Document extract:
It was a truck driver that was in the administration building. He had walked there from where he left his truck, about two miles down the road (no cell phones in those days). I went out to see what I could do for him. He took me to his truck. It was barely off the two-lane highway. One set of the trailer's rear axle tires were gone, and the wheel hubs were worn down to the axle. We are talking about two axles.

He had left the Port of New Orleans about three weeks earlier, and because of the overweight load, he had only been traveling by daylight; officers in all the states he traversed would not let him travel otherwise. There was one large wooden box on the truck that contained one of our two granite rolls (I know, you kids have never seen a granite roll; they had a propensity to explode but forty years ago they were state of the art). We had plenty of cranes and heavy trucks on site and he asked if we could come out and off load him.

I went to my boss.

"No! The contract includes freight for delivery to the mill. You go down there, pick up that roll and drop it, it will be on us!"

I gave the driver the bad news.

(Extracted data)

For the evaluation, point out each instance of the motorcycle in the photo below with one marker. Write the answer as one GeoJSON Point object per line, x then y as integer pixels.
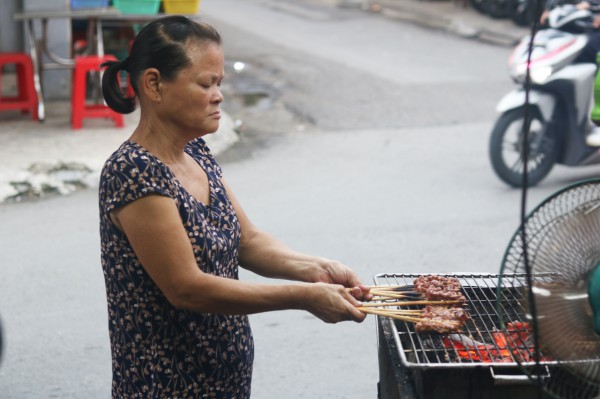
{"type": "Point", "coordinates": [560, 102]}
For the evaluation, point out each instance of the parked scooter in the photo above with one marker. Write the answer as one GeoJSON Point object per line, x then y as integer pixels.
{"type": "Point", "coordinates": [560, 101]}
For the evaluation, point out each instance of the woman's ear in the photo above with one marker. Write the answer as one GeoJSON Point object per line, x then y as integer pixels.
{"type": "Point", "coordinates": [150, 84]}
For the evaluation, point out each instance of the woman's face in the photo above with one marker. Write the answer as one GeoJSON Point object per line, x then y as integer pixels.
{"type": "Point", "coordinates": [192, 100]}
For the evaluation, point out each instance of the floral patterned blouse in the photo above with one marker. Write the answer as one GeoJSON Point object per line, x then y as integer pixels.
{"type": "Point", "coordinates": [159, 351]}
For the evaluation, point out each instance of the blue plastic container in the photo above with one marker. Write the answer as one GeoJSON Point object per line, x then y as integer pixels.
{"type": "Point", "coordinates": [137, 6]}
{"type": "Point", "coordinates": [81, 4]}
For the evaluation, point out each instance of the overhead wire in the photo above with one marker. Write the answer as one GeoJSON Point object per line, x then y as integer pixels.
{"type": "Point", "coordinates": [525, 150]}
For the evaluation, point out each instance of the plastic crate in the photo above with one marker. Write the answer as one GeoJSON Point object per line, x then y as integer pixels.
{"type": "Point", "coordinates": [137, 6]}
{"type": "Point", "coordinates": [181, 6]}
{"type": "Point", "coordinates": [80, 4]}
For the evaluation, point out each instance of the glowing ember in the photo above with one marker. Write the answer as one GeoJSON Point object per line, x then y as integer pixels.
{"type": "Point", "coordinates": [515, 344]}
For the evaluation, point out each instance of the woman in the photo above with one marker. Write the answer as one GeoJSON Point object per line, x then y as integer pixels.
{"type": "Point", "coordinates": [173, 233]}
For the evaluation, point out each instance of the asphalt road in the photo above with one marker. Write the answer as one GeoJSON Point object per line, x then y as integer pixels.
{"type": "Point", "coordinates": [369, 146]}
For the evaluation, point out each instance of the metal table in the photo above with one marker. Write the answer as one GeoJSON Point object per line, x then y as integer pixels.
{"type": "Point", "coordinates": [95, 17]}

...

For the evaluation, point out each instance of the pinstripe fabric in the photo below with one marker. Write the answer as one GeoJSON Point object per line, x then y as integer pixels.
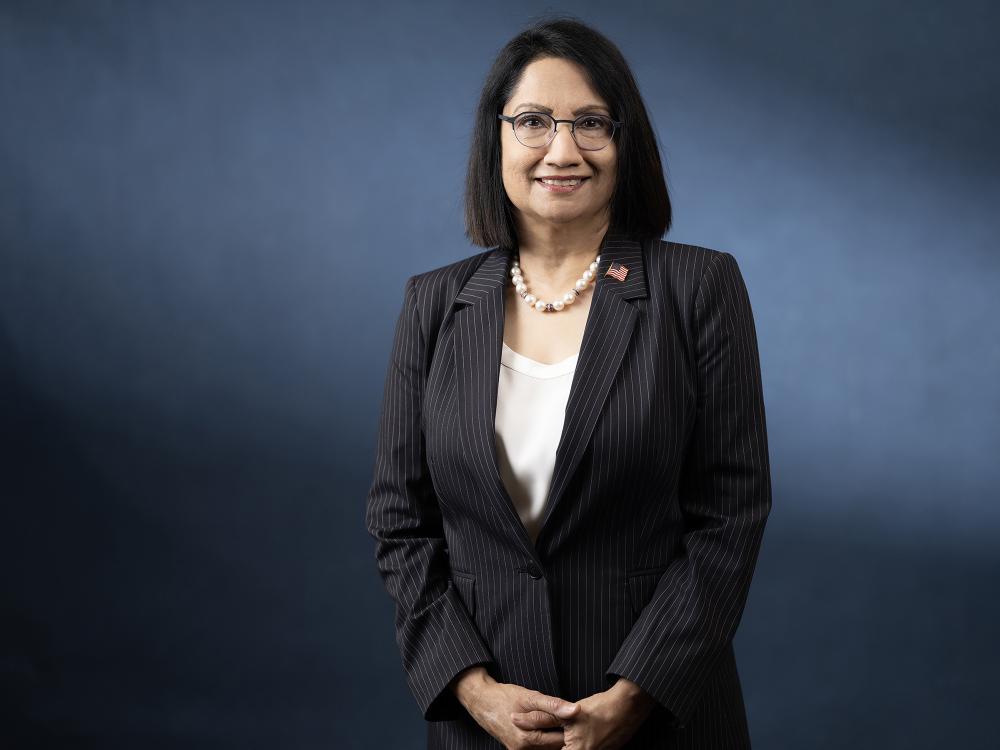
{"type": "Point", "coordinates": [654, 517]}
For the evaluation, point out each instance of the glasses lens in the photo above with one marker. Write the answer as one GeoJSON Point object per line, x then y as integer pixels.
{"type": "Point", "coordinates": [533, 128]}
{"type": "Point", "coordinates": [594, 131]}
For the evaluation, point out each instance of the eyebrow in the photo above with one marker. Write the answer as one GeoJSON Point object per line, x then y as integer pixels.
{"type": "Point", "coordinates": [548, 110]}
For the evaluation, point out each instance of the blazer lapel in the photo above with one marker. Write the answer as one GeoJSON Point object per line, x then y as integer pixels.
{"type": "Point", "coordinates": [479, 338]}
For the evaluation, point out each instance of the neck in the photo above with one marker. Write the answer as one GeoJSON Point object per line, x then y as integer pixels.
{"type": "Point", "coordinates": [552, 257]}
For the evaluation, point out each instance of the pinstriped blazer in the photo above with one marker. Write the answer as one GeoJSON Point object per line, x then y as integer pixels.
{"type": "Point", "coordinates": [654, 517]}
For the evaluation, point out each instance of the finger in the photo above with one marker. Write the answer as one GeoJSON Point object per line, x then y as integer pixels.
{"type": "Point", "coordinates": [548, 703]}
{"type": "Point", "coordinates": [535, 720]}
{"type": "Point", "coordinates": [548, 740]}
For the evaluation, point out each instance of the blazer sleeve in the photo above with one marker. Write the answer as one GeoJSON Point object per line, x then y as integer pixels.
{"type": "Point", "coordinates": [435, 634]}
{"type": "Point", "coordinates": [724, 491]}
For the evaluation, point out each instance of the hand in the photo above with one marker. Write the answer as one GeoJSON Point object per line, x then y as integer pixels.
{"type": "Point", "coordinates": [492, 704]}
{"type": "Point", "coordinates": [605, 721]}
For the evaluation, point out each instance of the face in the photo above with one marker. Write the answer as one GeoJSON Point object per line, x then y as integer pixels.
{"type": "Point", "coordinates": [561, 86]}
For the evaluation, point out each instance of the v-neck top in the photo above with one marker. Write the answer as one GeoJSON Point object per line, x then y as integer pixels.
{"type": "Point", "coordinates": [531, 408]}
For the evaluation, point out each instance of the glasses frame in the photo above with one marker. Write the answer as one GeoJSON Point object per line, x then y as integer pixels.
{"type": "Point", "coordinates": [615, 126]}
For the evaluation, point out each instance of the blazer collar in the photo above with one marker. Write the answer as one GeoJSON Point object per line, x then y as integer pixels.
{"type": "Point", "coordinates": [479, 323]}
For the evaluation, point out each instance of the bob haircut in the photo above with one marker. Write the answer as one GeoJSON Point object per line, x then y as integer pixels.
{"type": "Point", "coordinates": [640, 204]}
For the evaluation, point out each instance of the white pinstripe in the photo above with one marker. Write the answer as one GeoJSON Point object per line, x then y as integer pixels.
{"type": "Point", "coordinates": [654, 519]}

* * *

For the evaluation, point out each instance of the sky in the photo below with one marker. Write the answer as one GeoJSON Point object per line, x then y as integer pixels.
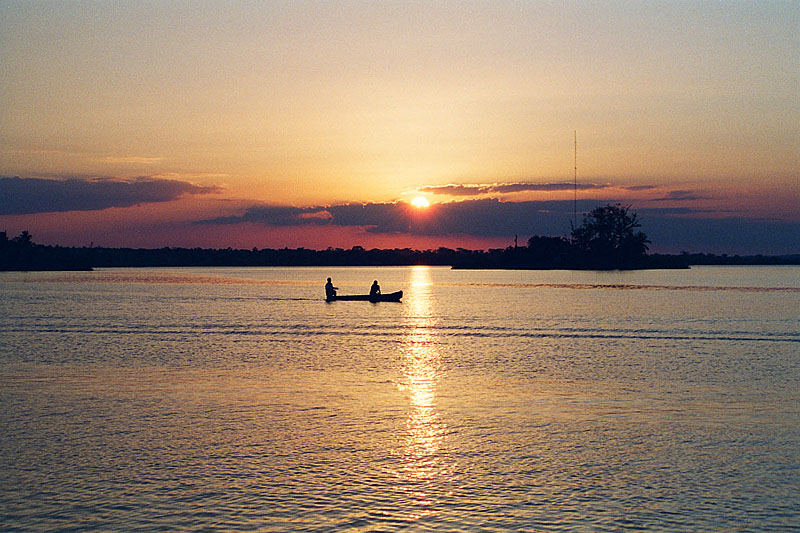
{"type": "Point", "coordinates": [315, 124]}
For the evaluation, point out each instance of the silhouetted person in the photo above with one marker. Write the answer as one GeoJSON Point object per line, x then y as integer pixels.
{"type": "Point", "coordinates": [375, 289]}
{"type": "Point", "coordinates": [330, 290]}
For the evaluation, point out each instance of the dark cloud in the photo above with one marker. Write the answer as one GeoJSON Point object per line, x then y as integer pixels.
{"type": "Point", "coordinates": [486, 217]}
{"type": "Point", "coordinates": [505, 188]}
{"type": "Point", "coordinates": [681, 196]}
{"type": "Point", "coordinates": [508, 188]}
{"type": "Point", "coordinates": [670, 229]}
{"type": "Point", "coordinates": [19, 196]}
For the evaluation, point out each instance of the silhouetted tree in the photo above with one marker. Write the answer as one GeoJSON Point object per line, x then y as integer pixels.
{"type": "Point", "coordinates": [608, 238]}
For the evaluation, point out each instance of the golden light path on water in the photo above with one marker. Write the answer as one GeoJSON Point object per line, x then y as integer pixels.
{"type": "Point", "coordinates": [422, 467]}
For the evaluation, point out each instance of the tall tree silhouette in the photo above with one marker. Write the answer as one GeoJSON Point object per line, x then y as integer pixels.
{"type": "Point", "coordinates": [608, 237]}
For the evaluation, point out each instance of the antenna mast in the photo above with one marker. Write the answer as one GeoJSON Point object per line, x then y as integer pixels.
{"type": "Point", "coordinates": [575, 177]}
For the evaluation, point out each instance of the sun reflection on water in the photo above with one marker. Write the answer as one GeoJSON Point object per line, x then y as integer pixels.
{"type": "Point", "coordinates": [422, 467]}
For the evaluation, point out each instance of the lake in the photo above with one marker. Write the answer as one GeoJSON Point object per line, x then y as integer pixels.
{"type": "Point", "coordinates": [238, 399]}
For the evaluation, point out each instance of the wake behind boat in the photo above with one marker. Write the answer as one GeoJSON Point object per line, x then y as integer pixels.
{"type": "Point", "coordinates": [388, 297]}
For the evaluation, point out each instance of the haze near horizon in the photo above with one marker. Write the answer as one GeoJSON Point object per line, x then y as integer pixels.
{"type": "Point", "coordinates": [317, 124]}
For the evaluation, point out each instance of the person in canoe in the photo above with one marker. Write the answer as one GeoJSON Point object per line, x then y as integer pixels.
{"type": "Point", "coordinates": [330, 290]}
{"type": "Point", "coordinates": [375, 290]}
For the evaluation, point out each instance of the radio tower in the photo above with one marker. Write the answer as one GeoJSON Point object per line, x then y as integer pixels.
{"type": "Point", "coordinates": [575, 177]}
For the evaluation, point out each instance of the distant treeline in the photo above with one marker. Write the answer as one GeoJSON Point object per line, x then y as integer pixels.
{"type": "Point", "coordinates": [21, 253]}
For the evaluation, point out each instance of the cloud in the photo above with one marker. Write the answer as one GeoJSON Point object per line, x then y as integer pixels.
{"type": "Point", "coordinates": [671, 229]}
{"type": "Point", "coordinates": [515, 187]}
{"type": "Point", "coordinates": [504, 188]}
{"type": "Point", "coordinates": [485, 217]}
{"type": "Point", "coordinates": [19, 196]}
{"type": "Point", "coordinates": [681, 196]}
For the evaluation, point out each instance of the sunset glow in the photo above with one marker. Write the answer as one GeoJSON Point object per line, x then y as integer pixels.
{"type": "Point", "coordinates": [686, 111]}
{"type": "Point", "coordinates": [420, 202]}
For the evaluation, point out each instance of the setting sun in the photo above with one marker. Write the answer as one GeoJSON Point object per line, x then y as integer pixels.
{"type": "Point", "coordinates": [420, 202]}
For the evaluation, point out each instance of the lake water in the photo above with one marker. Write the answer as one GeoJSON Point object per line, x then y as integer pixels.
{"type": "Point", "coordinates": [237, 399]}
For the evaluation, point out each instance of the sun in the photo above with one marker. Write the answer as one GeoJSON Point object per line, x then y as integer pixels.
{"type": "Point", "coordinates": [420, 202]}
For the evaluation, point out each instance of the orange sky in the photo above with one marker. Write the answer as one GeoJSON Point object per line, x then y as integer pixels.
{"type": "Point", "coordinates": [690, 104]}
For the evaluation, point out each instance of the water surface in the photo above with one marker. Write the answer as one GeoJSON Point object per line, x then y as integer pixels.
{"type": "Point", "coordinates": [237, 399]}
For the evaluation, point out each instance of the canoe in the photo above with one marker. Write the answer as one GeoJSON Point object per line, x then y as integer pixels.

Short task 1: Using the story about the stranded truck driver, decide whether each statement agrees with it: (a) The driver walked about two miles from his truck to the administration building. (b) The driver had been traveling at night because of the overweight load. (c) The boss agreed to send a crew to unload the roll. Answer yes or no for each and quote the words from the story that settle it.
Short task 2: Carry the story about the stranded truck driver forward from its last sentence.

Answer 1:
(a) Yes: "He had walked there from where he left his truck, about two miles down the road."
(b) No: "he had only been traveling by daylight."
(c) No: "No! The contract includes freight for delivery to the mill."

Answer 2:
When I came to work the next morning, there was a large groove cut in the highway from where that truck had been sitting all the way to our delivery gate. With no other recourse, during the night the driver had dragged it up to our receiving gate.

Now, that driver was working for a lousy trucking company. They had not supported him at all.

But my boss was correct, too.

There's more. There were two granite rolls, one being a spare. The second one was late and missed the date that all parts were to be at the mill. We had a $10,000 per day penalty in the supplier's contract for everything, even one little bolt, that didn't make it to the mill by the agreed date. Except, it wasn't a tiny bolt that was late, but a 90,000-pound granite roll. The supplier asks for special dispensation since this second roll was theoretically a spare. My boss knew one word and it was, "No!"

The supplier chartered a 747 and flew one roll from Europe to the nearest major airport and trucked it to us from there. They still incurred $100,000 in late charges--10 days late.

Extreme example. Anticipate the legal aspects of your purchases, put them in the contract and then enforce them.